Exercise instructions: Exactly the lines from the one containing "Study the picture above. For each instance of the chrome" through the final line of the listing are to be retyped, and nothing more.

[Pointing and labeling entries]
## start

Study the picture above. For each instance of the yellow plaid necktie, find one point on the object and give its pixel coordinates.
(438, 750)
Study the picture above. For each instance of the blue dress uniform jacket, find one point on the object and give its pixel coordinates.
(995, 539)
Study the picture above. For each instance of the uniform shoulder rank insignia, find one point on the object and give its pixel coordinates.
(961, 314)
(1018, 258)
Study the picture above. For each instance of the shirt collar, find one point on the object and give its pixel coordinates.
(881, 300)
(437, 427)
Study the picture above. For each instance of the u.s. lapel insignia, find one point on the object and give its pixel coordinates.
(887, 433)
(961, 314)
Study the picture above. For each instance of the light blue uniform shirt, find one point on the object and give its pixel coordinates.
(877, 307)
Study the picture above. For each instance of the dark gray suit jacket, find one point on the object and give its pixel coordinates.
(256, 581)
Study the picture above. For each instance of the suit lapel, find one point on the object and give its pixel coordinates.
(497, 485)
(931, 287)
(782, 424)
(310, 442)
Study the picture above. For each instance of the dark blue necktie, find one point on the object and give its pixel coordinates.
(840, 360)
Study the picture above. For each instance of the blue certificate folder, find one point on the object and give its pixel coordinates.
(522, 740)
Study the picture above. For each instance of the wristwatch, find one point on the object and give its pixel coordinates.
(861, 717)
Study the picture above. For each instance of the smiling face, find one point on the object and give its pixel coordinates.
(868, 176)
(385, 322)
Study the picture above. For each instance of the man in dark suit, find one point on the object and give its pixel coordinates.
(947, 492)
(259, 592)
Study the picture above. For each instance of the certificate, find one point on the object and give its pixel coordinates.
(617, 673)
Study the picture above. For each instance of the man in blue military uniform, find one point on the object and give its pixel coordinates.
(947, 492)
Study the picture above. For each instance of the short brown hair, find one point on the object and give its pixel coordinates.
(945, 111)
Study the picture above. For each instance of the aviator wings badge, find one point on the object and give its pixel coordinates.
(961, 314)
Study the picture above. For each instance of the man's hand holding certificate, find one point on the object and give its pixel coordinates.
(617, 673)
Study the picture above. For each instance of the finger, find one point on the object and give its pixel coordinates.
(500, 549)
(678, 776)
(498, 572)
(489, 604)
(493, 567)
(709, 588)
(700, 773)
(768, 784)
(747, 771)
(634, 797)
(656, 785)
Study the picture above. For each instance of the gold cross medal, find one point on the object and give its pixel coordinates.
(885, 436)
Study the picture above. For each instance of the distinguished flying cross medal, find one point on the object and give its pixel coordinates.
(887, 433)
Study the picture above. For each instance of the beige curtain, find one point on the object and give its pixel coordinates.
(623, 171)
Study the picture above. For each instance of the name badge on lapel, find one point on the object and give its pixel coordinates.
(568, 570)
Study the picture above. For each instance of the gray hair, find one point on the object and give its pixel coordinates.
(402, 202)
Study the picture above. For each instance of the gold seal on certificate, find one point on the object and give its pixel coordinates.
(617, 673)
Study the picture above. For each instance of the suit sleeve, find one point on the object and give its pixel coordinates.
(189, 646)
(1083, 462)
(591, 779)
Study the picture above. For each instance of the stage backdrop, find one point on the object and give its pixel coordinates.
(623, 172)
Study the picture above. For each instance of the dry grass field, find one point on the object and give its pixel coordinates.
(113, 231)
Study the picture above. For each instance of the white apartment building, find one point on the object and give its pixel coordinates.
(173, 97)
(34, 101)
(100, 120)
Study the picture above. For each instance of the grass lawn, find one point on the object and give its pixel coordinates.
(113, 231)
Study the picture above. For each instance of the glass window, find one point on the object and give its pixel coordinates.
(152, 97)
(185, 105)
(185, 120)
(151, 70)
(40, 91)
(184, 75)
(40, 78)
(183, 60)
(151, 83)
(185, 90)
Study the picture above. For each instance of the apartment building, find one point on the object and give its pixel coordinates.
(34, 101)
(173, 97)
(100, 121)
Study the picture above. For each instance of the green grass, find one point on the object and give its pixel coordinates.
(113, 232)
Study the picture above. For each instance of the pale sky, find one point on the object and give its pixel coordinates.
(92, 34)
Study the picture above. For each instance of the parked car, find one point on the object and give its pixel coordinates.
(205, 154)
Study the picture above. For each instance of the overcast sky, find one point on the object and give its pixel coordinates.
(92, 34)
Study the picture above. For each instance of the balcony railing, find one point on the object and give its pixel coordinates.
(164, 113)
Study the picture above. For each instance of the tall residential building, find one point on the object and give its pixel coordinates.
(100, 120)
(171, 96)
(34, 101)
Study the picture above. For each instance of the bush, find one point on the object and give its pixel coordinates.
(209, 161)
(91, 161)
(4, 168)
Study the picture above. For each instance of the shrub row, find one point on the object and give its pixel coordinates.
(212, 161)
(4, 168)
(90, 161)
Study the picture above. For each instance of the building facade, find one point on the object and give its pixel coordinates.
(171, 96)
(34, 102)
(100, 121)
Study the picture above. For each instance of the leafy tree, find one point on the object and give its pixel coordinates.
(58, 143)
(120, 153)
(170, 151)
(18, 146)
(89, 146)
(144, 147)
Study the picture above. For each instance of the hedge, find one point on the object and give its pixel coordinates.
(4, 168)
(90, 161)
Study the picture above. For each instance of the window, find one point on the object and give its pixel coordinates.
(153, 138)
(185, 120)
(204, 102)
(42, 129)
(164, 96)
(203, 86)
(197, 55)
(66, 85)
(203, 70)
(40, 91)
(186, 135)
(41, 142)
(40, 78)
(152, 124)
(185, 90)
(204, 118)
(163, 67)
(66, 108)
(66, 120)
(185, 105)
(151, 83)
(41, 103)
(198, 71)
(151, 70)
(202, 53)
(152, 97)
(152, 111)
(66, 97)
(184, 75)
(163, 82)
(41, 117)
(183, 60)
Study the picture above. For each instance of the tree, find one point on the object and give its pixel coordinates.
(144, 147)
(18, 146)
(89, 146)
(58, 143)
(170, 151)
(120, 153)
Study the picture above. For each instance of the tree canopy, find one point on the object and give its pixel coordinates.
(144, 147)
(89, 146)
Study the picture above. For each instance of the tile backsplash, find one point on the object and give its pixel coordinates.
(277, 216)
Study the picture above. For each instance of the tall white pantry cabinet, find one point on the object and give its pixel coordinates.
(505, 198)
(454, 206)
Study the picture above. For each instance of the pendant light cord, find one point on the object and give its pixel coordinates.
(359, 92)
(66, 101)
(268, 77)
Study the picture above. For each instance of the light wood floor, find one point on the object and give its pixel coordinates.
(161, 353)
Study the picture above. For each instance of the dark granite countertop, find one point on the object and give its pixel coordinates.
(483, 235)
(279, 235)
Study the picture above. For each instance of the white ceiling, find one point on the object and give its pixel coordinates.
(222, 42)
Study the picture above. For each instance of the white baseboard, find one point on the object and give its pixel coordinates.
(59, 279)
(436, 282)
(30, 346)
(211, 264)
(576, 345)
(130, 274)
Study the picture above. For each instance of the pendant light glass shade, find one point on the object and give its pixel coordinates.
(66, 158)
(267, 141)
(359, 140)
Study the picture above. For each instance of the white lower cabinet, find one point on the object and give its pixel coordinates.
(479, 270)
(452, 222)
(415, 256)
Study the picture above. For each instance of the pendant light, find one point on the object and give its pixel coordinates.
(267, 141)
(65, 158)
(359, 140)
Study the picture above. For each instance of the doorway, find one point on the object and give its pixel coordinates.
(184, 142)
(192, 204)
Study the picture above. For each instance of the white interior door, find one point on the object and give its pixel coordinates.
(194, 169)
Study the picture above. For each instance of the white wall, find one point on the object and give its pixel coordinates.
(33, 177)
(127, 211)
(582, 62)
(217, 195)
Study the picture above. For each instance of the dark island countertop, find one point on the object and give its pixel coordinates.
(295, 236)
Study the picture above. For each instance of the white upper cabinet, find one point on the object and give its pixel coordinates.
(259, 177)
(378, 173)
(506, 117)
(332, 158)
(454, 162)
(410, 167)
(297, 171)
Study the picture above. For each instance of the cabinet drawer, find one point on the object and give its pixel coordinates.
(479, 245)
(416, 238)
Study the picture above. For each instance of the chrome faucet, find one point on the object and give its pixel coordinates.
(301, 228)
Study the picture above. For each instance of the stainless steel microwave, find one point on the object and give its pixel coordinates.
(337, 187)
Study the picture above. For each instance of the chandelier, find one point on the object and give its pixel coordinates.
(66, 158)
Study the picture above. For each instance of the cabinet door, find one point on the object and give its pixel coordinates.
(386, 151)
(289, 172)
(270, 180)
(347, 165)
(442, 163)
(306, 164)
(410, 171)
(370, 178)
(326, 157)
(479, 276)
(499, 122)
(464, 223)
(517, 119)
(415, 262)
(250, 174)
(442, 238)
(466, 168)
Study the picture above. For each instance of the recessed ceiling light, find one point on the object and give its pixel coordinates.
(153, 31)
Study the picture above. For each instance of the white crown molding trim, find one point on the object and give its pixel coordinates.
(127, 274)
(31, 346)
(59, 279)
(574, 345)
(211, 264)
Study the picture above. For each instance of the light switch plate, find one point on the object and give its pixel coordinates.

## end

Response for this exercise:
Study the picture above. For each instance of the chrome faucet, find one point on the object and give its pixel coordinates.
(301, 228)
Study the picture above. For each instance of the stainless steel microwave, find one point on the object and give its pixel coordinates.
(337, 187)
Study the picture above. For each instance of the chandelier, find one point on the object and give its pixel coordinates.
(66, 158)
Study the picture above. For each instance of the cabinet door, find one point on the object and give its pixel coordinates.
(386, 151)
(289, 172)
(270, 180)
(347, 165)
(442, 163)
(306, 164)
(410, 171)
(370, 178)
(326, 157)
(479, 276)
(499, 122)
(464, 223)
(517, 119)
(415, 262)
(250, 174)
(442, 238)
(466, 168)
Study the picture above. For each instance of the recessed ceiling light, find one point on the object and give its pixel coordinates.
(153, 31)
Study the picture above. For each instance of the white crown molding trim, find one point on the object and give its pixel coordinates.
(127, 274)
(31, 346)
(59, 279)
(574, 345)
(211, 264)
Study the picture above. For each instance of the light switch plate, find one point on the object and give its pixel coordinates.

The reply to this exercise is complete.